# TASK BRIEF
Please collect every line in the entries below that contains the word "white" and copy each one in full.

# DATA RECORDS
....
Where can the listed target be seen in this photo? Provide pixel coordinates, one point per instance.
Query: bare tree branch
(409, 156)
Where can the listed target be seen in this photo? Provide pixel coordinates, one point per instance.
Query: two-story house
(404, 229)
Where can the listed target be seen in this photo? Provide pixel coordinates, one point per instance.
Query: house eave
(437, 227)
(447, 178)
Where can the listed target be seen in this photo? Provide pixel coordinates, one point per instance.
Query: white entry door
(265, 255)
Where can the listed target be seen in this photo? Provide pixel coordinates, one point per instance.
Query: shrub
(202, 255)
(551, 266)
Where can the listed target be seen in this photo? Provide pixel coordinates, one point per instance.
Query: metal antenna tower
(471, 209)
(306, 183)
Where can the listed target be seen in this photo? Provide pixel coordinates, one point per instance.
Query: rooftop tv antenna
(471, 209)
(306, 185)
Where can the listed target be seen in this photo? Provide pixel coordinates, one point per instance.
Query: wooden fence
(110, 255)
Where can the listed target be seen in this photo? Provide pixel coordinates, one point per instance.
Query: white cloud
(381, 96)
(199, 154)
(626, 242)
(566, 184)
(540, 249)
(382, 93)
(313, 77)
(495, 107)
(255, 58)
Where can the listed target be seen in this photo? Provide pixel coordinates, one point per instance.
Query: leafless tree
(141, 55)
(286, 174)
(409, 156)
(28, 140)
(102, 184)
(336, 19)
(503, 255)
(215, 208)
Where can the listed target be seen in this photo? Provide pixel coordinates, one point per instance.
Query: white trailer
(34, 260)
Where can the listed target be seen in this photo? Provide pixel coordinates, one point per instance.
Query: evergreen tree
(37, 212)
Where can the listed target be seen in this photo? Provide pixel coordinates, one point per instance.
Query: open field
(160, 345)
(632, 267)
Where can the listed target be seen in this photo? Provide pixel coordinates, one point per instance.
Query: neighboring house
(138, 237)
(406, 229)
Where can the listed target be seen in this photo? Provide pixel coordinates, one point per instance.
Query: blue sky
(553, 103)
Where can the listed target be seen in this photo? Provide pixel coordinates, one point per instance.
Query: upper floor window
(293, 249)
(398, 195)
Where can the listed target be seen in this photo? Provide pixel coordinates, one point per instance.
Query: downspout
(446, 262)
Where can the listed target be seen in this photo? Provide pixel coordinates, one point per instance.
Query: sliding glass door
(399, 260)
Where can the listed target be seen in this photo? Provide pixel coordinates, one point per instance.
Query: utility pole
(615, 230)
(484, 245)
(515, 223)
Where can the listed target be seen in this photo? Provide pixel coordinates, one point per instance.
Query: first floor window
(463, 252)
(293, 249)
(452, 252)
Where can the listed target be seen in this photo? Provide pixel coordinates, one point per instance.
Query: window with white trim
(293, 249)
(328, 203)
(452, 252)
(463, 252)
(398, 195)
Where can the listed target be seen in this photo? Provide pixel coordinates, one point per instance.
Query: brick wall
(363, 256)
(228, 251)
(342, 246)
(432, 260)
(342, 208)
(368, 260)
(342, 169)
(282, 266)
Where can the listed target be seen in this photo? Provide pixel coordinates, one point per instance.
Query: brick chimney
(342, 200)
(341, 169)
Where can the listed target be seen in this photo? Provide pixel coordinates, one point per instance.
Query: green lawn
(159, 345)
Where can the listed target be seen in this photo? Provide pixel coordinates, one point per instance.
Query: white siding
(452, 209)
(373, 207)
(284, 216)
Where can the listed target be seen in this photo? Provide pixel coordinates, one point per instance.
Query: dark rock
....
# THE SOLUTION
Query: white entry door
Query: white cloud
Query: white trailer
Query: window with white trim
Query: white siding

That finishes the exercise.